◆ Required work ◆
Replace "warehouse rack" with "storage shelf" wherever it appears in the lines below, and leave everything else in them the same.

◆ Coordinate annotation entries ◆
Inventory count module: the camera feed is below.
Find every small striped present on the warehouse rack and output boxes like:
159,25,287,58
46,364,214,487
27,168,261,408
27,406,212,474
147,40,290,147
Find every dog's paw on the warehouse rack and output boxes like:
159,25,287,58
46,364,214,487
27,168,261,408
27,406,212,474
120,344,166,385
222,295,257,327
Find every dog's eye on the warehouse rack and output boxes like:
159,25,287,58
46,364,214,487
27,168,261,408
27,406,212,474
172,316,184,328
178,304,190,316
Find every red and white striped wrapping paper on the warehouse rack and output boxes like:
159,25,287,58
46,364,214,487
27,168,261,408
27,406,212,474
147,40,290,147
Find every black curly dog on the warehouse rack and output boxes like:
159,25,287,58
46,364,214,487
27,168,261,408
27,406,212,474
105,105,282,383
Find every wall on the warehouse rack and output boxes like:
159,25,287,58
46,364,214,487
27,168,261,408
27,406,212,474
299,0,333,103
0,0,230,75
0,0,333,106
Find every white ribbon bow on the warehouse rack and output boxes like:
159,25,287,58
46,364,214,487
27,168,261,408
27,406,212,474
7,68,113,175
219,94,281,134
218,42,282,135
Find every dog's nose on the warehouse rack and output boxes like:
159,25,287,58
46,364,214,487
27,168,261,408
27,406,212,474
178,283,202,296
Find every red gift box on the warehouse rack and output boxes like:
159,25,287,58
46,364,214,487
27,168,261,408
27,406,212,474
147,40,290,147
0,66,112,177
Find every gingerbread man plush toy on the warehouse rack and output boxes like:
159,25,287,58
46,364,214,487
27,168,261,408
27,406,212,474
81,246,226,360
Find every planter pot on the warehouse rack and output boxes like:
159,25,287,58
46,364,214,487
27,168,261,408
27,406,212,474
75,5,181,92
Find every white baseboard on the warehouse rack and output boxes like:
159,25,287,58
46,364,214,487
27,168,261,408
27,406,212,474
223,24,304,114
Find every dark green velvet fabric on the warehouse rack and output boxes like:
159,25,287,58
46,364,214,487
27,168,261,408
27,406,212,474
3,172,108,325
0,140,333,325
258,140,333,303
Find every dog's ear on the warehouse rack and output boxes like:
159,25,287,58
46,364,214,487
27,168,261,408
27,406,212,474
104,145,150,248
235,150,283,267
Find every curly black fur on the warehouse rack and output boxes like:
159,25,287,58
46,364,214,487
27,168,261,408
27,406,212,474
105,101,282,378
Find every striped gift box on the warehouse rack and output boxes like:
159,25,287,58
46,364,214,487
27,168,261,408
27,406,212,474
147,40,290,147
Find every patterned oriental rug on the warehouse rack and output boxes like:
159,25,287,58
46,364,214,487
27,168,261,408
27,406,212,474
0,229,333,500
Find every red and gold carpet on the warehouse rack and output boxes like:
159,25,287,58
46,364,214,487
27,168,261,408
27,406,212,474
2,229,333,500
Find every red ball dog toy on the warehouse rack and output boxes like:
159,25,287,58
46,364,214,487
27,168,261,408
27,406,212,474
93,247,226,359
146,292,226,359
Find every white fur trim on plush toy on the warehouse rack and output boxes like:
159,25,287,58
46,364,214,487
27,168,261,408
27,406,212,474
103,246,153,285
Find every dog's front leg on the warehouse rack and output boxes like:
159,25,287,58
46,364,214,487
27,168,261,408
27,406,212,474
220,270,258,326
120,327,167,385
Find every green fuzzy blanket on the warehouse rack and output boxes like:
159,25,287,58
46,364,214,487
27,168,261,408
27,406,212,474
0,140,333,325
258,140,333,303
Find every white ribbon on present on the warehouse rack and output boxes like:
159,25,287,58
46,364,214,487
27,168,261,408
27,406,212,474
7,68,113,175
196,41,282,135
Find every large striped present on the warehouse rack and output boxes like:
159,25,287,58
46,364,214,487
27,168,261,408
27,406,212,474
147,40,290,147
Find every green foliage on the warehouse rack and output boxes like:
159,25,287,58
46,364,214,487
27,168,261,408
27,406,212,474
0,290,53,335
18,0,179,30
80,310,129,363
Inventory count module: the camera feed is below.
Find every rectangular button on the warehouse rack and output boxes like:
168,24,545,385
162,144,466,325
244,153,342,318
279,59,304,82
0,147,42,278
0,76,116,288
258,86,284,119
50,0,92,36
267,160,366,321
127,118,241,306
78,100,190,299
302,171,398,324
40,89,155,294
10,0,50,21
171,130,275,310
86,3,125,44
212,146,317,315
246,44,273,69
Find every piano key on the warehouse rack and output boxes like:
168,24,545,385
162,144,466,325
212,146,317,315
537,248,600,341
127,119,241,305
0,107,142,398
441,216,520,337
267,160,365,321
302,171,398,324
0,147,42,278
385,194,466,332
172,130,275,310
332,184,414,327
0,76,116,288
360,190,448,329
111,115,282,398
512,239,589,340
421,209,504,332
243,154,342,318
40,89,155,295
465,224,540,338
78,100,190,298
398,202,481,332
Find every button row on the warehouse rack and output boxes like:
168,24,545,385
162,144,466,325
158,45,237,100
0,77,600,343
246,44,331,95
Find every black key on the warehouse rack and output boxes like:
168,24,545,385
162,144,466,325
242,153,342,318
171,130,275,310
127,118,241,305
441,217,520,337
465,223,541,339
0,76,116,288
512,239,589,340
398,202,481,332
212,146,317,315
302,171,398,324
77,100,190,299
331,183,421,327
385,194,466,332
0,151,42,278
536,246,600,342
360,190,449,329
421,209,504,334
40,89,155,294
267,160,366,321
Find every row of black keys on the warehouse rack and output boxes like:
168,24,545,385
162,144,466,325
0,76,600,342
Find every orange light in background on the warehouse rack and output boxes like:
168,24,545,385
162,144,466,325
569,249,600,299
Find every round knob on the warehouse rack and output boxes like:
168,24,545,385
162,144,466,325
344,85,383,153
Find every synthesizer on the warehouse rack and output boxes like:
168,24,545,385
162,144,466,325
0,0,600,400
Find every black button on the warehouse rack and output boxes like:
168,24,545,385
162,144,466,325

◆ In response ◆
Inventory count module: the camera feed is below.
Find every small striped present on the storage shelf and output boxes like:
159,25,287,58
46,364,214,487
27,168,261,408
27,406,212,474
147,40,290,147
Find every dog's paw on the storage shelf and output boxes like:
159,25,287,58
46,364,214,487
27,168,261,408
27,406,212,474
120,344,166,385
222,295,257,327
Find every dog's eye on the storage shelf and output boxes like:
159,25,287,58
46,364,214,487
27,168,261,408
27,406,212,474
172,316,184,328
178,304,190,316
Find every red and white striped wrapping paper on the storage shelf and output boxes like:
159,25,287,58
46,364,214,487
27,168,261,408
27,406,212,474
147,40,290,147
Find every black curly dog on the storage shelf and output boxes like:
159,25,287,58
46,364,214,487
27,168,261,408
27,406,212,474
105,105,282,383
Find every wall on the storage shelf and output boxes like:
159,25,287,58
46,364,214,487
27,168,261,408
27,406,212,474
299,0,333,103
0,0,230,75
0,0,333,106
Find every white ribbon bow on the storage shelf and output boxes like:
159,25,287,58
46,364,214,487
27,168,261,408
27,406,212,474
7,68,113,175
219,94,281,134
218,42,282,135
Find every dog's nose on the storage shelf and output boxes like:
159,25,287,58
46,364,214,487
27,168,261,408
27,406,212,474
178,283,202,296
Find every red gift box on the storage shelf and output boxes like:
159,25,287,58
46,364,214,487
27,168,261,408
27,406,212,474
147,40,290,147
0,66,112,177
Find every gingerbread man plush toy on the storage shelf and output boxes like:
159,25,287,58
46,364,214,487
27,168,261,408
27,406,212,474
81,246,226,360
Find every planter pot on the storage shelf and output boxes like:
159,25,287,58
46,364,214,487
27,168,261,408
27,406,212,474
75,5,181,92
Find every white baseboard on the storage shelf and output boxes like:
159,25,287,58
46,364,214,487
27,168,261,408
27,406,212,474
223,24,304,114
Find every dark green velvet fabric on the storage shelf and output boxes like:
159,25,287,58
46,364,214,487
27,168,261,408
27,406,212,474
3,172,108,325
0,140,333,325
258,140,333,303
Find every dog's ear on the storage shelf and output boxes like:
159,25,287,58
46,364,214,487
27,168,261,408
27,406,212,474
104,145,150,248
235,150,283,267
Find every curly black fur on the storage shelf and output boxes like:
159,25,287,58
46,364,214,487
27,168,261,408
27,406,212,474
105,101,282,378
Find every striped gift box on the storage shelf and output boxes like:
159,25,287,58
46,364,214,487
27,168,261,408
27,406,212,474
147,40,290,147
Find every patterned oriental rug on the storage shelf and output boxes like:
159,25,287,58
46,364,214,487
27,168,261,408
27,406,212,474
0,229,333,500
Find every red and gold carpet on the storage shelf and output boxes like:
159,25,287,58
46,364,214,487
27,168,261,408
27,406,212,474
2,229,333,500
Find every red ball dog toy on the storage shelf and output boxes like:
159,25,287,58
46,364,214,487
27,168,261,408
27,406,212,474
93,247,226,359
146,292,226,359
Find every white fur trim on plush toy on the storage shelf and output boxes like:
159,25,287,58
46,364,214,487
27,168,261,408
27,406,212,474
103,246,153,285
Find every dog's front leg on the storage shelf and output boxes like:
159,25,287,58
46,364,214,487
27,168,261,408
27,406,212,474
220,270,258,326
120,327,167,385
Find every green fuzzy blanket on the storage shelf and output boxes like:
159,25,287,58
46,364,214,487
27,168,261,408
27,406,212,474
0,140,333,325
258,140,333,303
Find every white ribbon on present on the storage shelf and output boxes like:
159,25,287,58
46,364,214,487
27,168,261,408
27,406,212,474
7,68,113,175
196,41,282,135
Find every large striped present on the storage shelf and output boxes like:
159,25,287,58
46,364,214,487
27,168,261,408
27,406,212,474
147,40,290,147
Find every green foliage on the storage shelf and output boxes like:
159,25,287,58
46,364,214,487
27,168,261,408
27,406,212,474
0,290,53,335
18,0,179,30
80,310,129,363
Inventory count module: the camera feed is below.
Find every rectangular button on the storage shelf and output boxes like:
168,24,545,385
162,144,466,325
244,153,342,318
279,59,304,82
0,147,42,278
0,76,116,288
258,86,284,119
50,0,92,36
267,160,366,321
127,118,241,306
78,100,190,299
302,171,398,324
40,89,155,294
10,0,50,21
171,130,275,310
86,3,125,44
212,146,317,315
246,44,273,69
Find every piano key on the storage shelf and output boxes like:
168,24,545,385
162,144,466,325
212,146,317,315
537,248,600,341
127,119,241,305
0,107,142,398
441,216,520,337
267,160,365,321
302,171,398,324
0,147,42,278
385,194,466,332
172,130,275,310
332,184,414,327
0,76,116,288
360,190,448,329
111,115,282,398
512,239,589,340
421,209,504,332
243,154,342,318
40,89,155,295
465,224,540,338
78,100,190,298
398,202,481,332
Find every button row on the storage shelf and output boxes like:
168,24,545,385
162,144,466,325
158,45,237,100
0,77,600,343
246,44,331,95
Find every black key on the storage shelf and output boxes like:
168,24,545,385
162,144,466,325
242,153,342,318
171,130,275,310
127,118,241,305
441,217,520,337
465,223,541,339
0,76,116,288
512,239,589,340
398,202,481,332
212,146,317,315
302,171,398,324
77,100,190,299
331,183,421,327
385,194,466,332
0,151,42,278
536,246,600,342
360,190,449,329
421,209,504,334
40,89,155,294
267,160,366,321
Find every row of black keys on the storage shelf and output boxes like:
168,24,545,385
162,144,466,325
0,76,600,342
Find every orange light in background on the storage shelf and output boxes like:
168,24,545,385
162,144,466,325
569,249,600,299
Find every round knob on the storage shelf and output boxes like:
168,24,545,385
162,144,466,325
344,85,383,153
Find every synthesizer on the storage shelf and output boxes like:
168,24,545,385
162,144,466,325
0,0,600,400
Find every black button on the storage shelf and output boxes like:
168,24,545,385
162,144,466,325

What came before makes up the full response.